### YOUR ASSIGNMENT
Go through the entries below and report how many lines contain the string "every". Nothing but the number is wanted.

RECORDS SUPPLIED Block Start

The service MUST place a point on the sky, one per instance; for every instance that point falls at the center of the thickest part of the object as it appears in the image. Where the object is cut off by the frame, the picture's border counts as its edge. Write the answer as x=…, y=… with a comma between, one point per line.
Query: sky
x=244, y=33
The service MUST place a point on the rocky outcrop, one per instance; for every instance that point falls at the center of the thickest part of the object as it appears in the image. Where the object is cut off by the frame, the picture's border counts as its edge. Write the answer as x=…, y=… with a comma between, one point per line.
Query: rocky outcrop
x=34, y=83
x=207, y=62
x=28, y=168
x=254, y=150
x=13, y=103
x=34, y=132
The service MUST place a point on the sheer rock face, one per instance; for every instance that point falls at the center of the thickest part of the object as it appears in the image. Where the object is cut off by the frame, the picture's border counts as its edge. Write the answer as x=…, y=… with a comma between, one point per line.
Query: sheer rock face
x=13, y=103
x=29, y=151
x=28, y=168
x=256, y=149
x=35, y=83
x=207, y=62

RECORDS SUPPLIED Block End

### ANSWER FOR THIS EXERCISE
3